** start PAGE TEXT **
Judicial Power Outlines

Separation of Powers III – Judicial Power

I.     The nature of judicial power.

    A.     Responsive, not initiative, power.
      1.     Biblical basis: Ex. 18:16 – “A dispute comes to me.”
      2.     Judges do not initiate or create legal disputes, i.e., the judge must wait for a dispute to come to him.
    B.     Issuance of orders, not rules.
      1.     Biblical basis: Ex. 18:16 – “I judge between a man and his neighbor.”
        – Central principle: A judge resolves individual disputes by issuing orders, not rules.
      2.     “Rule” v. “Order.” Deut 20:16-17 (rule); 1 Sam 15:2-3 (order).
      3.     Because an order binds specific persons, disobedience of a judicial order is contempt of court. Deut 17:9-12. However, disobedience of statute is not contempt. See, Acts 5:29.
    C.     Obligatory, not discretionary, power.
      1.     Biblical basis: Ex. 18:16 – “I make known the law of God.”
        – A judge must make known the law, exercising legal judgment, not political will. Judicial power has no discretion to create law, but is obligated to declare pre-existing law.
** end PAGE TEXT **
** start MATERIAL SHOWN **
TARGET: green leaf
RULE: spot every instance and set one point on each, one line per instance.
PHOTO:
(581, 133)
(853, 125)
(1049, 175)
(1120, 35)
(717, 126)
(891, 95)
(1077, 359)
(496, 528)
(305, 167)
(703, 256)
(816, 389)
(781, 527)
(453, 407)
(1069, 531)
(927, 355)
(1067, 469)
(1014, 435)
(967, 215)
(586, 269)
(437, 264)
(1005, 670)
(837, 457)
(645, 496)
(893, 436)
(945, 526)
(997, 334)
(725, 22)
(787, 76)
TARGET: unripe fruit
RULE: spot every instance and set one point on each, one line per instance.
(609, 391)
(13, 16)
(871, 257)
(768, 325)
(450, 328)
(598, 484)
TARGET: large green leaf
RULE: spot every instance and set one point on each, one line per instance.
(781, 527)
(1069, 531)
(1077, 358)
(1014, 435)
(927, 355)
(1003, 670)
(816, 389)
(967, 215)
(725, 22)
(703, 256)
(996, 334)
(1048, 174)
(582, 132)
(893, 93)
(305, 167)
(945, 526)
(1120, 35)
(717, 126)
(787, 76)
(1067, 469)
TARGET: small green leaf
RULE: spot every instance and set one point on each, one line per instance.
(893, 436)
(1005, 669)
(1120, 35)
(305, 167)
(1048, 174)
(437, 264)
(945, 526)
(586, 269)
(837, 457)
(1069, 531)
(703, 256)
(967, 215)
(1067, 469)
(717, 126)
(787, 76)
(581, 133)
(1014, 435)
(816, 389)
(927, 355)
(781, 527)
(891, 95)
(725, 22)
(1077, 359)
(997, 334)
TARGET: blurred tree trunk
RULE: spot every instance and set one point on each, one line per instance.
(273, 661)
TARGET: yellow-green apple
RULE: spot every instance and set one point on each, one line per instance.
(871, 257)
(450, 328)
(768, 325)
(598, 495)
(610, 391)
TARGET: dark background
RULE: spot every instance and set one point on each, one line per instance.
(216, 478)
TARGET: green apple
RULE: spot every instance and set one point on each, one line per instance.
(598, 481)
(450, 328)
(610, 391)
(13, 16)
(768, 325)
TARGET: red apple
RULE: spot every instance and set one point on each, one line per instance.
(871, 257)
** end MATERIAL SHOWN **
> **COMPLETE THE FOLLOWING**
• a. How would you render this sentence from the judicial power outline in Spanish: "Judges do not initiate or create legal disputes, i.e., the judge must wait for a dispute to come to him."
• b. Give the stretch of the judicial power outline from "Judicial Power Outlines" through "issuing orders, not rules." again, switching "orders" to "decrees".

> **ANSWERS BY TASK**
• a. Los jueces no inician ni crean disputas legales, es decir, el juez debe esperar a que una disputa llegue a él.

• b.
Judicial Power Outlines

Separation of Powers III – Judicial Power

I.     The nature of judicial power.

    A.     Responsive, not initiative, power.
      1.     Biblical basis: Ex. 18:16 – “A dispute comes to me.”
      2.     Judges do not initiate or create legal disputes, i.e., the judge must wait for a dispute to come to him.
    B.     Issuance of decrees, not rules.
      1.     Biblical basis: Ex. 18:16 – “I judge between a man and his neighbor.”
        – Central principle: A judge resolves individual disputes by issuing decrees, not rules.